THE TASK:
Please copy, line for line and unchanged, the part of the items below that opens with the line containing "of the round" and closes with the line containing "[1062, 146]", including both of those lines.

Dataset excerpt:

>> Begin

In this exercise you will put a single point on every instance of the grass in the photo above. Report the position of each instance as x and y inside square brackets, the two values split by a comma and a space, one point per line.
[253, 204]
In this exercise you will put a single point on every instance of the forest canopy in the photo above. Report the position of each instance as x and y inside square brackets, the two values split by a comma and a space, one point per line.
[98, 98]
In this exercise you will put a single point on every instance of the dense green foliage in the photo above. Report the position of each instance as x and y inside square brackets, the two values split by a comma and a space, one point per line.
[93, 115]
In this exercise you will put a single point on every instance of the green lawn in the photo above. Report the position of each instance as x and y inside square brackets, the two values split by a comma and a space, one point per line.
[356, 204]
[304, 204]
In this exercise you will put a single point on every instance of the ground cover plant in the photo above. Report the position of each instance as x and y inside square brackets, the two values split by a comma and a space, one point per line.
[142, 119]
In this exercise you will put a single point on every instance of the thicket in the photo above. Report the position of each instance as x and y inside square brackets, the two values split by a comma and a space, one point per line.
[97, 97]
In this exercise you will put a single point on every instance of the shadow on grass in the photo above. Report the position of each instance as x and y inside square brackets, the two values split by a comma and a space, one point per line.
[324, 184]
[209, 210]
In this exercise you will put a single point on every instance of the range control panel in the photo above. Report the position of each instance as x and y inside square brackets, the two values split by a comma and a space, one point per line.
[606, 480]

>> End
>> Begin

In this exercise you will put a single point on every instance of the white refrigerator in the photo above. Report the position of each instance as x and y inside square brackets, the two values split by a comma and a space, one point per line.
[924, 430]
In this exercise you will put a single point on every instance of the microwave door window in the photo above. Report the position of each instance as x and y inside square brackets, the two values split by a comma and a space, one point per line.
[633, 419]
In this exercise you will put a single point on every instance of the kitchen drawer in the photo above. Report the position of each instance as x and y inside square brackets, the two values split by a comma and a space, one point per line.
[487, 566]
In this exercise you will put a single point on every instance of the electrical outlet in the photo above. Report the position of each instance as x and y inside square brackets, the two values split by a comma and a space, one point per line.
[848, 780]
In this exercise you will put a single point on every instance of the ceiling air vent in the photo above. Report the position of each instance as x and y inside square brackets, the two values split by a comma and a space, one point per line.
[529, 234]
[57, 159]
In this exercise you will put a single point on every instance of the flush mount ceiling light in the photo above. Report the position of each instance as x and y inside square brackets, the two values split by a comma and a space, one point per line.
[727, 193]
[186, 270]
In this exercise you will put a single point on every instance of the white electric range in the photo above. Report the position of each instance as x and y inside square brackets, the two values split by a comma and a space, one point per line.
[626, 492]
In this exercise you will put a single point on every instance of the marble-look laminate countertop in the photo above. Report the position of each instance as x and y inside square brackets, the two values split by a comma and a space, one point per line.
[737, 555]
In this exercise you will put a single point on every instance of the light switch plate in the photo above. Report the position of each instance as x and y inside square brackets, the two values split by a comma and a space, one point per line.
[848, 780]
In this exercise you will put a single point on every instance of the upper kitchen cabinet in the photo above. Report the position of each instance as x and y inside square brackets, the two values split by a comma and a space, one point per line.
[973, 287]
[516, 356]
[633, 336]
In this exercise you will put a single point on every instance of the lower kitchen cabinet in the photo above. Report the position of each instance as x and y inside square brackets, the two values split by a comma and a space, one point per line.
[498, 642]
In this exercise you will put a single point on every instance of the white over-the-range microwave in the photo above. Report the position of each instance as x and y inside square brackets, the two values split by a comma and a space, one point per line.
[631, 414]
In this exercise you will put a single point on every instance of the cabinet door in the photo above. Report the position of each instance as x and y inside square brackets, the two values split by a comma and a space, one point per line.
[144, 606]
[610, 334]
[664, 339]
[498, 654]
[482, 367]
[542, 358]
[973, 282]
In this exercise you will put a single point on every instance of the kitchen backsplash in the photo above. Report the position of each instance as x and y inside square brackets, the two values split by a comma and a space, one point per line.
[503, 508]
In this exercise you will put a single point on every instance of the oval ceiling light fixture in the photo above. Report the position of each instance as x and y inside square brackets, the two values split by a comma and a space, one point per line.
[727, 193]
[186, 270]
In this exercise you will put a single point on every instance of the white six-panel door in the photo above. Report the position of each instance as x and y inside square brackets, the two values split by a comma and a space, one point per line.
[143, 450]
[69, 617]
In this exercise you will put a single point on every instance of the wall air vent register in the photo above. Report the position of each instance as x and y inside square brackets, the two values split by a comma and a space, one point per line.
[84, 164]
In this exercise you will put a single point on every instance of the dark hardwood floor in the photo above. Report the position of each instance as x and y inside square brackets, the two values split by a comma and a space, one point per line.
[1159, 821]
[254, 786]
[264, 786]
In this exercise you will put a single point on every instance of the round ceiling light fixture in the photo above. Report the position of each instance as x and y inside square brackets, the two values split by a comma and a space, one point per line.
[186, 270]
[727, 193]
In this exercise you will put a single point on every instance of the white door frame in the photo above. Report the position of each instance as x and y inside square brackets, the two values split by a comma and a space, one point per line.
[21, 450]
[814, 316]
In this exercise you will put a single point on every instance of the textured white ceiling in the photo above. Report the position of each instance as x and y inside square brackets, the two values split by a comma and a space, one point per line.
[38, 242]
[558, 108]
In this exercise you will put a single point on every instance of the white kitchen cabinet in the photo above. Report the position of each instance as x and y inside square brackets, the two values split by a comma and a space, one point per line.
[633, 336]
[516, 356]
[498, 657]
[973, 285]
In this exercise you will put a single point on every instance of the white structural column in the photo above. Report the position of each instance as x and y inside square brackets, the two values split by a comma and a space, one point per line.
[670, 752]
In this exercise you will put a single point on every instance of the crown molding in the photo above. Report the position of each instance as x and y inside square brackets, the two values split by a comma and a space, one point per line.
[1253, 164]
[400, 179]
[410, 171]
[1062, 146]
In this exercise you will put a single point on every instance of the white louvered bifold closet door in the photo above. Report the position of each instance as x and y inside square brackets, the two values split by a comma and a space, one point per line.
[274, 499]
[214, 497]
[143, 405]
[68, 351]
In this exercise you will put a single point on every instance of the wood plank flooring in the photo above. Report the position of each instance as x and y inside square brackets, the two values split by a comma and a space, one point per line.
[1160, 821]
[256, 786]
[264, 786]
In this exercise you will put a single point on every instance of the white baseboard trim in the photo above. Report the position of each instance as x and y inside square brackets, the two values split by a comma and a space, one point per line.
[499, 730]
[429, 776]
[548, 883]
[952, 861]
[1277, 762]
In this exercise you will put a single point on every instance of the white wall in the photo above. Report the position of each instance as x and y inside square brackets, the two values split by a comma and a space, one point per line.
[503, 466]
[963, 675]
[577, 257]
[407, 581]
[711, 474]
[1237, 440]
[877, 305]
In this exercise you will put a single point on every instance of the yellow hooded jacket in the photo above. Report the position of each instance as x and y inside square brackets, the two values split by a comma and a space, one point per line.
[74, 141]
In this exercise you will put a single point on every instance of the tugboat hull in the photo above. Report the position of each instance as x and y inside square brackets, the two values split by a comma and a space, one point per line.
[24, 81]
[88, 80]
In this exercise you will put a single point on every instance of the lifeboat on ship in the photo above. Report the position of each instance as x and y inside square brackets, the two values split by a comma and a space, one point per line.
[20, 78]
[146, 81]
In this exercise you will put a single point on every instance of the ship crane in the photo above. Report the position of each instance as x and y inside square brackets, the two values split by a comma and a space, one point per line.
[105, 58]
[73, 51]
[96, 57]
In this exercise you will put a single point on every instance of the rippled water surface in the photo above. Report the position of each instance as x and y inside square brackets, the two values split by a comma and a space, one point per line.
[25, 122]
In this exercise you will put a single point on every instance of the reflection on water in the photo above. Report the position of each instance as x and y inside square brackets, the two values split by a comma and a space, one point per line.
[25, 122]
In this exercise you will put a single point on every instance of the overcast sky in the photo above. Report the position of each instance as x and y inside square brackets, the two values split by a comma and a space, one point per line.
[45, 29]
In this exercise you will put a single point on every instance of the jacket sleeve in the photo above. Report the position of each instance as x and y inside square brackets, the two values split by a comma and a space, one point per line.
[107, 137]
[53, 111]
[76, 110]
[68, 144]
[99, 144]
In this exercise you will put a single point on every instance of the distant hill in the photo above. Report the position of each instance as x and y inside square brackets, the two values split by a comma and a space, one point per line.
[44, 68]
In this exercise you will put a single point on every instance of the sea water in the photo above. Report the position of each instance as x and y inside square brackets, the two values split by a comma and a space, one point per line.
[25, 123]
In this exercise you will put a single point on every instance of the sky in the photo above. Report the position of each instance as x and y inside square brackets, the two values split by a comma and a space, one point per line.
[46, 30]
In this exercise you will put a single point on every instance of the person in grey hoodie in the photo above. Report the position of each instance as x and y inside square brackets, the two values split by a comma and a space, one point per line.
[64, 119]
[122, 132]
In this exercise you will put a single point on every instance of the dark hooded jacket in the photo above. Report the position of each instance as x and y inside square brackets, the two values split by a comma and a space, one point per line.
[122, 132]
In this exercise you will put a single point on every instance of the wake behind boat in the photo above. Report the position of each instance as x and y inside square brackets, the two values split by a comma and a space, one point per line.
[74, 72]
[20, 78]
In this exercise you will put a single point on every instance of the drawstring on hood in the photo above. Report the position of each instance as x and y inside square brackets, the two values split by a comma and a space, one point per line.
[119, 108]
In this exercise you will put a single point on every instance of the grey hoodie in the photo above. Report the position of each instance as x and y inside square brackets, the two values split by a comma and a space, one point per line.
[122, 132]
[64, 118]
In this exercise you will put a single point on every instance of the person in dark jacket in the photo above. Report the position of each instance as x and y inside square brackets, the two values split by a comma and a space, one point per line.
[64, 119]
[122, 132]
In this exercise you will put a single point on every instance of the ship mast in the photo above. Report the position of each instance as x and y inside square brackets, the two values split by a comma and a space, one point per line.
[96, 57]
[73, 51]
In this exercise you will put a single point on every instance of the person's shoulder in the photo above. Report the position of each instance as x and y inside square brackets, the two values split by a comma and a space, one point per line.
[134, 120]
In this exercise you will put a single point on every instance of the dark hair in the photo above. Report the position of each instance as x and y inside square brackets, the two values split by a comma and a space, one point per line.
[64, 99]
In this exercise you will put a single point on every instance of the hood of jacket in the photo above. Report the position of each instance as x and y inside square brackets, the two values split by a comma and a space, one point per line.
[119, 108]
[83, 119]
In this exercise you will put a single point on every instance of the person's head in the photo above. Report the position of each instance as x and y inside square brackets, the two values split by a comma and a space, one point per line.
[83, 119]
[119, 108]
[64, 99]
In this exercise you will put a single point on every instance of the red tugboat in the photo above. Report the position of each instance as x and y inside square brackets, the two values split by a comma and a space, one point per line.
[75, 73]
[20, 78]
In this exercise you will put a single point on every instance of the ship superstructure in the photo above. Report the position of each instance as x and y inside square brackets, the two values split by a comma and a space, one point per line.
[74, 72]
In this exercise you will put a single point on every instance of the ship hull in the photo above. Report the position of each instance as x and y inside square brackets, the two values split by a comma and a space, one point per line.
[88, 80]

>> End
>> Begin

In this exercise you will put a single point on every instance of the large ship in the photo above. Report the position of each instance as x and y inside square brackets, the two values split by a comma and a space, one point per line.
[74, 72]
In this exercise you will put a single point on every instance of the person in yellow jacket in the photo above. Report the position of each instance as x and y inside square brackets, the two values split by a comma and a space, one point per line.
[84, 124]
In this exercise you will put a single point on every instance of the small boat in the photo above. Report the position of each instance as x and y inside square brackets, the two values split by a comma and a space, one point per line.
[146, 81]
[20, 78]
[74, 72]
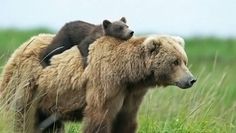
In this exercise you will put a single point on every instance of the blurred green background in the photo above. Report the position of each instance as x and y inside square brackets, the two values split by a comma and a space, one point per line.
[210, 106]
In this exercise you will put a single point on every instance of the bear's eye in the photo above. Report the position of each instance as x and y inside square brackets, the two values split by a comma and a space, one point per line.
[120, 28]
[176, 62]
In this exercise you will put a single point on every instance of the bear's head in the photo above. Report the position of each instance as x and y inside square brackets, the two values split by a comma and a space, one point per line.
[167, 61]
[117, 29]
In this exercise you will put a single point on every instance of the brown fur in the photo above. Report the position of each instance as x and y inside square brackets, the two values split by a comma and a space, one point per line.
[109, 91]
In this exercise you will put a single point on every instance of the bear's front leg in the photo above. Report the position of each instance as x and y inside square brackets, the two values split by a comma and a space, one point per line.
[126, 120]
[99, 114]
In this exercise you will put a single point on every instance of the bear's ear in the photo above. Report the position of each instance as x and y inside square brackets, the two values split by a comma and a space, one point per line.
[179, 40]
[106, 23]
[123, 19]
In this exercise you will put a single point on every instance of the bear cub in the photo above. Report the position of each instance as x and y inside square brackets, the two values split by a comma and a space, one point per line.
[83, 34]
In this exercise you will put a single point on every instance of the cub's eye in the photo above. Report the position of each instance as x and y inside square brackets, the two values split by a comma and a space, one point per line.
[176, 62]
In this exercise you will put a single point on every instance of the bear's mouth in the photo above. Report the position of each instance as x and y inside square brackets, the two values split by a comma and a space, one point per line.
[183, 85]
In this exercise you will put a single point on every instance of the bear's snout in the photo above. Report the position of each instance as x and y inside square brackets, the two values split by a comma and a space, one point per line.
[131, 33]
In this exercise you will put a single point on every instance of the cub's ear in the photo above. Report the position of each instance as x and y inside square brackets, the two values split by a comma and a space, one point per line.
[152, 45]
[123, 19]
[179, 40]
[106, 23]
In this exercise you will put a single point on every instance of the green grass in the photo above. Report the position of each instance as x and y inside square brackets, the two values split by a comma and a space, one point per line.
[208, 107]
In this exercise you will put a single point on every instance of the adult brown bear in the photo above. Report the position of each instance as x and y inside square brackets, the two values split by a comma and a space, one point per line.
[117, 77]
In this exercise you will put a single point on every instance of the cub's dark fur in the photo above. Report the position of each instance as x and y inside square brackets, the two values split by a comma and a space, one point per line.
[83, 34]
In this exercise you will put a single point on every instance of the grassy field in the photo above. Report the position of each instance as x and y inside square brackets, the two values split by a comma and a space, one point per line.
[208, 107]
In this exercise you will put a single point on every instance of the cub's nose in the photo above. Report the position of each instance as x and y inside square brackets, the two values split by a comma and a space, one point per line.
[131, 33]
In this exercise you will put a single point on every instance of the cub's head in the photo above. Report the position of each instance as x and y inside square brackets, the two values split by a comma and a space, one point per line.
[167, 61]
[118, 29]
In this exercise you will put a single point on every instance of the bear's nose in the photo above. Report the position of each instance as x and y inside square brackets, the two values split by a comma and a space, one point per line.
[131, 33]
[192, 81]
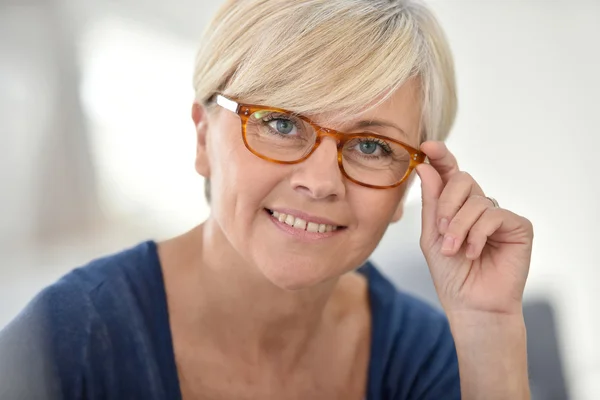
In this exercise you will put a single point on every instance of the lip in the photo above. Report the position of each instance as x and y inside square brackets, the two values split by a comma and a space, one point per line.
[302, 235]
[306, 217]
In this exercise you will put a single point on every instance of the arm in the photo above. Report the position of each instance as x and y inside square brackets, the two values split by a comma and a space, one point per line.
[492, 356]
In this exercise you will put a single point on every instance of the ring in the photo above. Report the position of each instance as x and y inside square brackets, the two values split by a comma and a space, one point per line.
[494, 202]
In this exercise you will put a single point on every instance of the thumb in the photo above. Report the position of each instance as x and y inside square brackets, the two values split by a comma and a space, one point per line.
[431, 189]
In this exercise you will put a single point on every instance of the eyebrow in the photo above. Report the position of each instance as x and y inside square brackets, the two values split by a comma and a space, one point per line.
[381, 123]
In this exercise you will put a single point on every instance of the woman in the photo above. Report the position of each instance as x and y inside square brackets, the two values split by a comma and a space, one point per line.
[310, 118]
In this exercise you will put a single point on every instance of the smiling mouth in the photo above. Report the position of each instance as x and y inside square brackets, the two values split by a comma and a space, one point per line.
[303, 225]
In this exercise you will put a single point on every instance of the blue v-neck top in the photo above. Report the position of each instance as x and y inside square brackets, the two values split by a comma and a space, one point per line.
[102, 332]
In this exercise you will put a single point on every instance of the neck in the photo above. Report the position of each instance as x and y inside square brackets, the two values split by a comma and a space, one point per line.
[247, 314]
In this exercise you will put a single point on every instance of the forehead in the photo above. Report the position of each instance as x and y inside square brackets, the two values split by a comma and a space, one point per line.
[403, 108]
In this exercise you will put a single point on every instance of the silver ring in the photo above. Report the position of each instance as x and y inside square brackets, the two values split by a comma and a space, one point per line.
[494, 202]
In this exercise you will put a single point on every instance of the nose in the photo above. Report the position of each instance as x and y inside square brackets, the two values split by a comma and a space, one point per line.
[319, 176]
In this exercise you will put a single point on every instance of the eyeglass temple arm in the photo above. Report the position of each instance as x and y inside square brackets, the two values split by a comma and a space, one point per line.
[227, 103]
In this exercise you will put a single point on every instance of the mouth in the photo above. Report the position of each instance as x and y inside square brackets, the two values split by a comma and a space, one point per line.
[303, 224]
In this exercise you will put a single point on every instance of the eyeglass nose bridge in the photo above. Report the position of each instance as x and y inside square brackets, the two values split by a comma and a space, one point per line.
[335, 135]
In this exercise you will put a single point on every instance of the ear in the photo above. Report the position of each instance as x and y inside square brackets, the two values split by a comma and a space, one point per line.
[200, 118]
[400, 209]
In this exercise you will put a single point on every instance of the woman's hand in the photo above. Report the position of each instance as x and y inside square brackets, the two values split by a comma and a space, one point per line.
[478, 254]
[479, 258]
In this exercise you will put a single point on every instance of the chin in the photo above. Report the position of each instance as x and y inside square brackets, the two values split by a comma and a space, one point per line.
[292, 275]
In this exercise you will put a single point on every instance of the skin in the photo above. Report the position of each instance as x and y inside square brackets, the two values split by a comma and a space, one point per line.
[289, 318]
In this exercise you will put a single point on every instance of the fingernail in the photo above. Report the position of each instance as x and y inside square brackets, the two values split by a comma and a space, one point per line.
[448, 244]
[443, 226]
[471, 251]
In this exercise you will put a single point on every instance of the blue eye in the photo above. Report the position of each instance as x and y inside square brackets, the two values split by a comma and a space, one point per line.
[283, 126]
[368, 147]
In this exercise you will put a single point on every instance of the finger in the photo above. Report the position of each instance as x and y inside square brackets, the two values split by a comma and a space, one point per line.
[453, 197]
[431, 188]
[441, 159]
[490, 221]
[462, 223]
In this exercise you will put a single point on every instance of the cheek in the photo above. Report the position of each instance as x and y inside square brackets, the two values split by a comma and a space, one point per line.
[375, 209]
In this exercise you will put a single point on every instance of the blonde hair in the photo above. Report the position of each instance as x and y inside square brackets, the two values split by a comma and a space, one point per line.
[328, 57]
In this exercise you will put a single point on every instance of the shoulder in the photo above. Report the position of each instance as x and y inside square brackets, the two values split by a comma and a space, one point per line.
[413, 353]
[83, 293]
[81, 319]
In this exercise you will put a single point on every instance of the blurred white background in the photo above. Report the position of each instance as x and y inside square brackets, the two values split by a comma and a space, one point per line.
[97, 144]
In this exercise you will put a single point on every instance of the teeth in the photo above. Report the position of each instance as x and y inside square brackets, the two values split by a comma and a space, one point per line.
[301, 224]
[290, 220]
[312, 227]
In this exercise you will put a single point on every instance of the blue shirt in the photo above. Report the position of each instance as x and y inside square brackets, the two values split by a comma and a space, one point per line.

>> End

TASK OUTPUT:
In this exercise you will put a single point on every instance of the round ceiling light fixture in the photo above. Report the position of each instance as x and y inside square brackets, the two values split by a comma and a space, one point per line.
[186, 270]
[727, 193]
In this exercise you will put a single point on every instance of the white door frame in the photo above. Report the position of each instance as x and y inside square brackets, the two values split by a comma and a space, one point per line.
[21, 450]
[814, 316]
In this exercise you will put a single point on every instance of the textured white ceiling in the photo above. Report the position of each instance as x and y inside square brackets, the two values split by a comma and a space, one point per line.
[38, 242]
[558, 108]
In this exercise you will put a single point on every instance of the white kitchen cabinet in the photo above. Report the position of each instance as x and y inside square brackets, the two values split by a comma and a space, one point per line.
[633, 336]
[516, 356]
[498, 657]
[973, 285]
In this exercise you will put a single point on every instance of the white structural column in the photo above. Report the position of each instance as x and y inside square brackets, the two values split by a comma and a space, one point per line.
[670, 752]
In this exercise you will put a single point on every instance of the crown molding in the photo above. Report the position of each instance as x and y inside square brackets, the two values split by a comma and a space, one point per line.
[1253, 164]
[400, 179]
[410, 171]
[1062, 146]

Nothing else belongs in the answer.